(Photo-based referring expression data)
- - -
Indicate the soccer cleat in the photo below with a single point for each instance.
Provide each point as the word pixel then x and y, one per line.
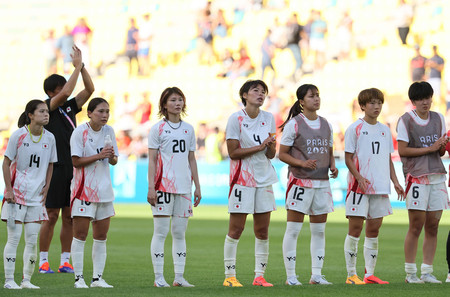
pixel 374 280
pixel 413 279
pixel 80 284
pixel 27 285
pixel 354 280
pixel 66 268
pixel 181 282
pixel 260 281
pixel 293 281
pixel 11 284
pixel 232 282
pixel 318 280
pixel 429 278
pixel 45 268
pixel 161 283
pixel 100 283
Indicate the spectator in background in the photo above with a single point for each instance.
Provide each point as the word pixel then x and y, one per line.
pixel 435 64
pixel 267 50
pixel 145 38
pixel 49 51
pixel 294 35
pixel 317 39
pixel 417 65
pixel 132 45
pixel 81 36
pixel 64 46
pixel 403 16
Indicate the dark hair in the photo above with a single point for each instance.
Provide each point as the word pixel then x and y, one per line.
pixel 250 84
pixel 297 107
pixel 52 82
pixel 96 102
pixel 165 96
pixel 31 107
pixel 420 90
pixel 366 95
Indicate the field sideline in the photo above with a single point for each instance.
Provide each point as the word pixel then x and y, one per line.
pixel 129 268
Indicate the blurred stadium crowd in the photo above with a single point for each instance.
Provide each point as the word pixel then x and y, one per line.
pixel 135 48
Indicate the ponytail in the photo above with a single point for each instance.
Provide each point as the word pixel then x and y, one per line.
pixel 294 111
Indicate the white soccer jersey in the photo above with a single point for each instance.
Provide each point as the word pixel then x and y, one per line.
pixel 289 133
pixel 91 183
pixel 29 165
pixel 173 141
pixel 371 146
pixel 255 170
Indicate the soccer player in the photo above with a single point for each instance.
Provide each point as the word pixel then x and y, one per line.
pixel 307 147
pixel 27 170
pixel 421 143
pixel 368 148
pixel 171 169
pixel 62 123
pixel 93 148
pixel 251 144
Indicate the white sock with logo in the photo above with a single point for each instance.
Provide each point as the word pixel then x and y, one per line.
pixel 161 226
pixel 290 246
pixel 261 256
pixel 229 253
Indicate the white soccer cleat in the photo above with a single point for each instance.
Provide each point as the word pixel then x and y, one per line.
pixel 161 283
pixel 413 279
pixel 293 281
pixel 429 278
pixel 182 283
pixel 100 283
pixel 11 284
pixel 27 285
pixel 80 284
pixel 318 280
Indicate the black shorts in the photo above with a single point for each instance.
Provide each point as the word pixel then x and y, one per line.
pixel 59 192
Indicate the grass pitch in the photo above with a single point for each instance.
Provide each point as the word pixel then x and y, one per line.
pixel 129 268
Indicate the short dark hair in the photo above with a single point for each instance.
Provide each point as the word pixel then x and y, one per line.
pixel 250 84
pixel 366 95
pixel 420 90
pixel 52 82
pixel 96 102
pixel 165 96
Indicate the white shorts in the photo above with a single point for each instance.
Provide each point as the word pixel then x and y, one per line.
pixel 251 200
pixel 95 210
pixel 26 214
pixel 427 197
pixel 310 201
pixel 170 204
pixel 371 206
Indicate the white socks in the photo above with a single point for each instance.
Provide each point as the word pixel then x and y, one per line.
pixel 98 258
pixel 370 254
pixel 351 253
pixel 317 247
pixel 229 253
pixel 161 227
pixel 30 251
pixel 179 226
pixel 77 257
pixel 290 246
pixel 9 253
pixel 261 256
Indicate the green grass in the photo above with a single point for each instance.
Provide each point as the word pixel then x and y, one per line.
pixel 129 267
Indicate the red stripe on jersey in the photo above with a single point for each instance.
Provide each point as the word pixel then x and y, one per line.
pixel 235 177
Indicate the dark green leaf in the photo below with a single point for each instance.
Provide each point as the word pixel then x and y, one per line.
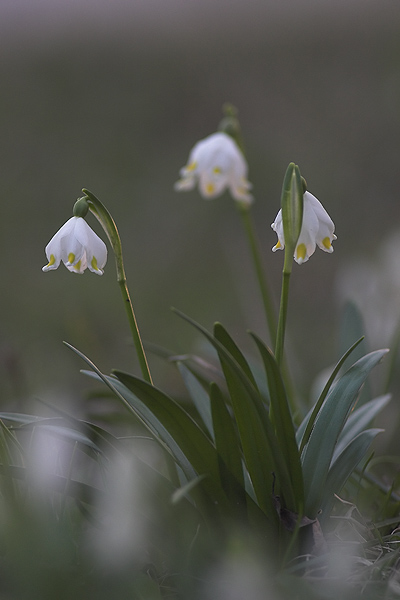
pixel 282 420
pixel 199 396
pixel 344 465
pixel 225 339
pixel 304 431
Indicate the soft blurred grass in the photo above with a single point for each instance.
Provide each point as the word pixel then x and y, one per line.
pixel 118 115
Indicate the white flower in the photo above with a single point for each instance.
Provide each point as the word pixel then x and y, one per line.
pixel 78 247
pixel 216 163
pixel 317 229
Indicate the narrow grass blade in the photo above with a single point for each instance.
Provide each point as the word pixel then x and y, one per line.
pixel 198 449
pixel 228 448
pixel 328 425
pixel 344 465
pixel 304 431
pixel 256 433
pixel 199 396
pixel 221 334
pixel 282 421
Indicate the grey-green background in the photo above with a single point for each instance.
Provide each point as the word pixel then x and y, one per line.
pixel 112 95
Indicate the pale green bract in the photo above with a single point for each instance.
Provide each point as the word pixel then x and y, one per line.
pixel 78 247
pixel 317 230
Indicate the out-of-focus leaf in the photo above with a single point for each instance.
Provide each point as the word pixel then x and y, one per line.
pixel 282 420
pixel 199 396
pixel 352 328
pixel 344 465
pixel 318 452
pixel 198 449
pixel 303 432
pixel 20 418
pixel 256 433
pixel 228 447
pixel 226 340
pixel 183 491
pixel 358 421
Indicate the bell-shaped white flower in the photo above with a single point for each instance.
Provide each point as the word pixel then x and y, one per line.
pixel 317 230
pixel 78 247
pixel 216 163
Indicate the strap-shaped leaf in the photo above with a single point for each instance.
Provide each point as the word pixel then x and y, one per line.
pixel 193 443
pixel 358 421
pixel 283 422
pixel 226 440
pixel 344 466
pixel 304 431
pixel 258 439
pixel 329 423
pixel 221 334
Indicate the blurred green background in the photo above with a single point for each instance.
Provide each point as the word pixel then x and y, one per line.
pixel 112 95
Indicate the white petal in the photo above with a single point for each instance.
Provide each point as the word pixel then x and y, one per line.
pixel 94 246
pixel 277 226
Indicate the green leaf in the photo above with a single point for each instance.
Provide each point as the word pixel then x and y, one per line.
pixel 344 465
pixel 292 208
pixel 358 421
pixel 282 420
pixel 199 396
pixel 256 434
pixel 352 328
pixel 185 490
pixel 228 447
pixel 318 453
pixel 304 431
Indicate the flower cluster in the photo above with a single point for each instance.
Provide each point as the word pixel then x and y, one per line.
pixel 216 163
pixel 78 247
pixel 317 230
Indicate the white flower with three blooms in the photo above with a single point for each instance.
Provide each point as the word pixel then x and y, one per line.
pixel 216 163
pixel 317 230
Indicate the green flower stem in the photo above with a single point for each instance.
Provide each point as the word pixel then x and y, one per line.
pixel 292 217
pixel 110 228
pixel 280 337
pixel 269 308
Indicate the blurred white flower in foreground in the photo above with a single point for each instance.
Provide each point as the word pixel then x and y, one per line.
pixel 317 229
pixel 216 163
pixel 78 247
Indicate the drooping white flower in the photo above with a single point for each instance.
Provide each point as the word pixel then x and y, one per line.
pixel 78 247
pixel 216 163
pixel 316 230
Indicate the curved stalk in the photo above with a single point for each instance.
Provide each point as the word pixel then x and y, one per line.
pixel 107 222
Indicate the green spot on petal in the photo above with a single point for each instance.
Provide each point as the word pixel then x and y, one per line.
pixel 94 264
pixel 326 242
pixel 301 252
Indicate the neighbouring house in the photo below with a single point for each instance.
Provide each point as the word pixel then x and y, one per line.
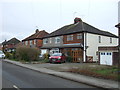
- - -
What is required
List, from the entries above, every line in which the word "below" shows up.

Worked solution
Indicate the soccer cleat in the photo below with a single point for each instance.
Indicate the dark green leaf in the photo below with a single point for each instance.
Indicate the neighbouring house in the photo below with a single point for each instance.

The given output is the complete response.